Task:
Please write out each of the items below word for word, keeping every line, symbol, and number unchanged.

Task material:
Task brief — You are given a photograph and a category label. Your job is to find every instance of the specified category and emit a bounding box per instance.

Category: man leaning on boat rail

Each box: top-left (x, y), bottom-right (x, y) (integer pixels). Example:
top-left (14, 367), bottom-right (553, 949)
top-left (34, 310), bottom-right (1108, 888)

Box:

Expected output:
Task brief — You are given a photograph and a category label. Your job is to find every instance of the specified category and emit a bounding box per instance.

Category: man leaning on boat rail

Each box: top-left (x, y), bottom-right (x, y) (integer pixels). Example:
top-left (14, 367), bottom-right (553, 949)
top-left (34, 310), bottom-right (1108, 888)

Box:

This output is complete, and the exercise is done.